ОТРЫВОК >>
От опустившихся альпинистов внизу узнали о положении трех штурмовиков, оставшихся наверху. Были все основания беспокоиться за их судьбу. Однако пробиться к ним было некому, да и невозможно при таком урагане. Пришлось ограничиться тщательным наблюдением за вершиной, да принять все меры к тому, чтобы спустившиеся альпинисты как можно быстрее восстановили свои силы: они могли быть нужны для помощи штурмовикам, оставшимся наверху.
В лагере «6900» продолжалась буря. Снежные вихри налетали на тоненькие палатки. Вскоре снегом занесло стенки палаток, а затем и крышу.
Бороться с наваливающимися массами снега становилось возможным лишь изнутри (снаружи морозные вихри сбивали с ног и леденили тело). Абалаков не допускал оседания крыши, подпирая ее рюкзаком, деталями станции, ледорубом.
У его соседей самочувствие было хуже, особенно у Гетье. Он заболел тяжелым растяжением сердечной мышцы, мучился желчной (рвотой и не. мог принимать ни пищи, ни питья.
Наступило третье утро. Буря продолжала свирепствовать с нарастающей силой. Вдруг до слуха Абалакова донеслись стоны и глухие крики о помощи: «Нас придавило. Не можем шевельнуться, задыхаемся… помогите…». Голоса становились все глуше и вскоре смолкли.
Едва Абалаков раскрыл дверцу палатки, как снежные леденящие вихри ворвались в нее и засыпали все сугробом… За стенами палатки крутился снежный смерч. Несмотря на теплую плотную одежду у Абалакова было такое ощущение, что он не одет. Схватив крышку от кухни «Мета», он стал разгребать мощные заносы снега над заживо погребенными товарищами. Откопал, освободил пострадавших. Оказал им помощь.

[Сохранённые записи]
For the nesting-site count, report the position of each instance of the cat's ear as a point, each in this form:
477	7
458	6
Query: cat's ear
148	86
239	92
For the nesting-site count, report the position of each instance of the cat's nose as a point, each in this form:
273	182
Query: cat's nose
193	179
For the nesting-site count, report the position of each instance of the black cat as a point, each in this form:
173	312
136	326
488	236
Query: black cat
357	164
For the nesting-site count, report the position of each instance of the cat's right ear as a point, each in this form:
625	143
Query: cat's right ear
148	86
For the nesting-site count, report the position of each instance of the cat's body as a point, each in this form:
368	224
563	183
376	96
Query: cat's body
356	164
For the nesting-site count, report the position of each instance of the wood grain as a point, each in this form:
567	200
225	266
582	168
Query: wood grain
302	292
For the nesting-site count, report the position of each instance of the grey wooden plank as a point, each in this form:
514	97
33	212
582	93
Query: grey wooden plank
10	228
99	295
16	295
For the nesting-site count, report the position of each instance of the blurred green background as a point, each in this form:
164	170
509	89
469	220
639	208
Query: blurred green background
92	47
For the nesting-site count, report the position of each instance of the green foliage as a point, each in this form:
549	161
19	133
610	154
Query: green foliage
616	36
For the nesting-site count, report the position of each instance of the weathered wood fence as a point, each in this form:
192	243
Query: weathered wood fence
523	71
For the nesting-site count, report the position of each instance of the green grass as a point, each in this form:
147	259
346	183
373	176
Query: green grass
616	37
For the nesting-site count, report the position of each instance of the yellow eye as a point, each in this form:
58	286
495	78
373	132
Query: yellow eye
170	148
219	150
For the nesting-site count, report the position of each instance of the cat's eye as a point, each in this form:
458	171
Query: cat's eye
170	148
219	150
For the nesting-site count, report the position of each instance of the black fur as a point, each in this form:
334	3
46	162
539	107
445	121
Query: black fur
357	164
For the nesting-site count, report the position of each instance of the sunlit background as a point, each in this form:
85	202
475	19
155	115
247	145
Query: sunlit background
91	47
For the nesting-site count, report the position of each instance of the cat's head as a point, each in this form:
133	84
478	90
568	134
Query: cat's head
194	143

ЗАДАНИЕ A >>
Ответьте на вопросы по отрывку о буре в лагере «6900»:
(i) Чем Абалаков подпирал крышу палатки?
(ii) Какое по счёту утро наступило, когда Абалаков услышал крики о помощи?
(iii) Чем Абалаков разгребал снег над засыпанными товарищами?
ЗАДАНИЕ B >> Дайте продолжение отрывка о буре в лагере «6900», начав сразу после его последнего предложения.

ОТВЕТ A >>
(i) Рюкзаком, деталями станции и ледорубом.
(ii) Третье.
(iii) Крышкой от кухни «Мета».

ОТВЕТ B >>
Понемногу ветер стал стихать. Альпинисты приводили в порядок свое хозяйство. Абалаков освободил палатки от снега. Натянуть их как следует оказалось невозможно, так заледенели стенки. Обледенели и спальные мешки. Влезли в них во всем снаряжении, включая и шекельтоны[13] — было все же страшно холодно. И не удивительно. Достаточно было посмотреть на минимальный термометр, чтобы понять причину: он показывал 45 градусов мороза.
Внизу, в лагере «4600», наблюдатели, с неменьшими, чем штурмовики, нетерпением и тревогой, ждали прояснения погоды. И вот, наконец, снежная завеса спала и открылся белый блестящий шатер вершины. Увидят ли они что–либо живое на его склонах?
— Живы! Я видел двоих около палаток! — сообщил запыхавшийся радист Маслаев, наблюдавший в бинокль со склона пика Орджоникидзе.
В лагере начали оживленно готовиться подать необходимую помощь штурмовикам, по их предположению, уже начавшим спуск.
Но штурмовики поступили иначе. Они решили использовать последнюю возможность и сделать попытку подняться на вершину. Смущало лишь почти полное отсутствие продуктов (дневная норма не превышала полбанки шпрот и две галеты) и тяжелая болезнь Гетье. Особенно беспокоило последнее, потому что тяжело и опасно было оставлять больного одного. Идти же на вершину одному было также невозможно.
Но Гетье нашел в себе силы и мужество сказать, что он в течение дня вполне сможет остаться один, хотя несомненно в душе не верил в благополучный исход.
3 сентября ветер утих. Было ясно и не очень холодно, температура на этой высоте днем редко поднималась выше 25 градусов мороза. При каждом движении потрескивали заледеневшие штормовые костюмы, колом стояли и теплые шекельтоны на ногах, и варежки, и брезентовые штаны. В девять часов Горбунов и Абалаков, связанные веревкой, вышли к вершине.